## [TASKS]
1. List every keyword argument, with its value, that the text on learning-rate scheduling passes to model.fit.
2. Pick up the text on learning-rate scheduling after its last line and continue it.

## [GIVEN TEXT]
────────

Gradually drops the learning rate - in this modification by factor 10 every s epochs.

In [None]:
def exponential_decay(lr0, s):
    def exponential_decay_fn(epoch):
        return lr0 * 0.1**(epoch / s)
    return exponential_decay_fn

In [None]:
lr_scheduler = keras.callbacks.LearningRateScheduler(exponential_decay(lr0 = 0.1, s = 10))

In [None]:
history = model.fit(
    X_train, 
    y_train, 
    epochs=20, 
    validation_split=0.2, 
    batch_size=64, 
    verbose=1,
    callbacks=[lr_scheduler]
)

In [None]:
plt.plot(history.history['lr'])
plt.title('Learning rate')
plt.xlabel('Epochs')
plt.ylabel('Learning rate')
plt.grid()
plt.show()

Thanks to lowering learning rate model converges faster.

In [None]:
plt.plot(history.history['loss'], label='loss')
plt.plot(history.history['val_loss'], label='val_loss')
plt.xlabel('Epoch')
plt.ylim(0,1.5)
plt.legend()
plt.grid(True)

## Piecewise Constant Scheduling

Use different constant learning rate for different numbers of epochs.

In [None]:
model = create_model()

In [None]:
def piecewise_constant():
    def piecewise_constant_fn(epoch):
            if epoch < 5:
                return 0.01
            elif epoch < 15:
                return 0.005
            else:
                return 0.001
    return piecewise_constant_fn

In [None]:
lr_scheduler = keras.callbacks.LearningRateScheduler(piecewise_constant())

In [None]:
history = model.fit(
    X_train, 
    y_train, 
    epochs=20, 
    validation_split=0.2, 
    batch_size=64, 
    verbose=1,
    callbacks=[lr_scheduler]
)

In [None]:
plt.plot(history.history['lr'])
plt.title('Learning rate')
plt.xlabel('Epochs')
plt.ylabel('Learning rate')
plt.grid()
plt.show()

In [None]:
plt.plot(history.history['loss'], label='loss')
plt.plot(history.history['val_loss'], label='val_loss')
plt.xlabel('Epoch')
plt.ylim(0,1.5)
plt.legend()
plt.grid(True)

────────

## [RECORD SET]
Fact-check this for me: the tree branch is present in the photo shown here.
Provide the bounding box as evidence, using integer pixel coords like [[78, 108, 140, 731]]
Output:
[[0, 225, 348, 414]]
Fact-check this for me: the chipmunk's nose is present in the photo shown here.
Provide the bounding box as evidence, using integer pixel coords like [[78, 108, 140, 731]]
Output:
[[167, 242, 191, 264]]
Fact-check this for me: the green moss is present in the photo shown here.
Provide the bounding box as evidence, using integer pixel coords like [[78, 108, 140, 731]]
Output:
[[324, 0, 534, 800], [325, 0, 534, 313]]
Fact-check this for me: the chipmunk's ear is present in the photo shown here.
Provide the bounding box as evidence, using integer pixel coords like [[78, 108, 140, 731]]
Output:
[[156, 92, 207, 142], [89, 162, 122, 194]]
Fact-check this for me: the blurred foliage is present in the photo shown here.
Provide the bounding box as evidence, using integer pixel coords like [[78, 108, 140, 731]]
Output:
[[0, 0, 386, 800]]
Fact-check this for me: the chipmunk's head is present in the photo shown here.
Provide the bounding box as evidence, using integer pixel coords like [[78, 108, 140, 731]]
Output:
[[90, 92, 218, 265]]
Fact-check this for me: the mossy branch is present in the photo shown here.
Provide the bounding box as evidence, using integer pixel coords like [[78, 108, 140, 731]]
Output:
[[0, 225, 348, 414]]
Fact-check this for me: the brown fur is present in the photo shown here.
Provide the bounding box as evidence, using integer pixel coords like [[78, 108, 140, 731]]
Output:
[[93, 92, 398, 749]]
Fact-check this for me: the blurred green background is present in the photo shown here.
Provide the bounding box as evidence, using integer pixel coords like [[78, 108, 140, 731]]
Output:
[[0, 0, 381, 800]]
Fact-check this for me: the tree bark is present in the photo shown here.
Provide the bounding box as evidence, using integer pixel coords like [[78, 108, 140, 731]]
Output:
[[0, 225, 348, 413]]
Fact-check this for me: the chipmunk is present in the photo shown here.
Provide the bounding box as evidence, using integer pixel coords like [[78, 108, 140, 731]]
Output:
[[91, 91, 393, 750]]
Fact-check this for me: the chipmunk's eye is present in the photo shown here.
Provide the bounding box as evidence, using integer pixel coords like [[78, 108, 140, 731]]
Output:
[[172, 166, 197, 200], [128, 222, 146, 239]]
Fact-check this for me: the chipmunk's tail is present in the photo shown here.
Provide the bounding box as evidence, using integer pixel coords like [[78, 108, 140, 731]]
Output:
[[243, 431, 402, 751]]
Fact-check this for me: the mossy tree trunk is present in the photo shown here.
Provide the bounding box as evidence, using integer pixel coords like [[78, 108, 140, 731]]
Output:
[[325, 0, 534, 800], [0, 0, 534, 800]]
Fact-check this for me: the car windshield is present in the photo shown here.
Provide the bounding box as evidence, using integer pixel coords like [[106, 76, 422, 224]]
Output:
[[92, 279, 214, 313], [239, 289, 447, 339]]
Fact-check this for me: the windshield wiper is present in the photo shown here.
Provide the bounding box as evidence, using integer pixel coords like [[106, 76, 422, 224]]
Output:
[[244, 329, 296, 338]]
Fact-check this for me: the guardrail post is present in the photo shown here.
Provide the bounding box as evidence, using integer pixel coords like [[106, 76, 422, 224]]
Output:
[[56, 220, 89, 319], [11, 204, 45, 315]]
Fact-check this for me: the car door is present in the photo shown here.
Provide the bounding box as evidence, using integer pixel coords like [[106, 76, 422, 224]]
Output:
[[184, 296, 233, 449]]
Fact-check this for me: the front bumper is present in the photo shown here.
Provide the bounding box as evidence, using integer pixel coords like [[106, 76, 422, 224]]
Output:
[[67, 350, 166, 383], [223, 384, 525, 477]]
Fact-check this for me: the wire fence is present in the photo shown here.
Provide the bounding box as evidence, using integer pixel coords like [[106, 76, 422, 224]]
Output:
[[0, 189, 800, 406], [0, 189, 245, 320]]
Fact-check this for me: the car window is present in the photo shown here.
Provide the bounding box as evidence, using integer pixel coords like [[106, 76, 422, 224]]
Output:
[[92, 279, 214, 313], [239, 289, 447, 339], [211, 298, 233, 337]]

────────

## [RESULTS]
1. epochs=20, validation_split=0.2, batch_size=64, verbose=1, callbacks=[lr_scheduler]

2.
## ReduceLROnPlateau

Reduce learning rate when metric stops improving.

Params:
* *monitor* - metric to follow
* *patience* - number of epochs without improvement
* *factor* - factor for reducing learning rate

https://keras.io/api/callbacks/reduce_lr_on_plateau/

In [None]:
# default metric is "val_loss"
lr_scheduler = keras.callbacks.ReduceLROnPlateau(factor=0.5, patience=5)

In [None]:
input_layer = Input(shape=(28, 28))
x = Flatten()(input_layer)
x = Dense(300, activation='relu')(x)
x = Dense(100, activation='relu')(x)
output_layer = Dense(10, activation='softmax')(x)
model = Model(inputs = input_layer, outputs = output_layer)
model.compile(
    # start with high learning rate
    optimizer=keras.optimizers.SGD(learning_rate=0.1), 
    loss='sparse_categorical_crossentropy', 
    metrics=['accuracy'])

In [None]:
history = model.fit(
    X_train, 
    y_train, 
    epochs=25,
    validation_split=0.2,
    batch_size=32,
    callbacks=[lr_scheduler])

In [None]:
plt.plot(history.history['lr'])
plt.title('Learning rate')
plt.xlabel('Epochs')
plt.ylabel('Learning rate')
plt.grid()
plt.show()

In [None]:
plt.plot(history.history['loss'], label='loss')
plt.plot(history.history['val_loss'], label='val_loss')
plt.xlabel('Epoch')
plt.ylim(0,1.5)
plt.legend()
plt.grid(True)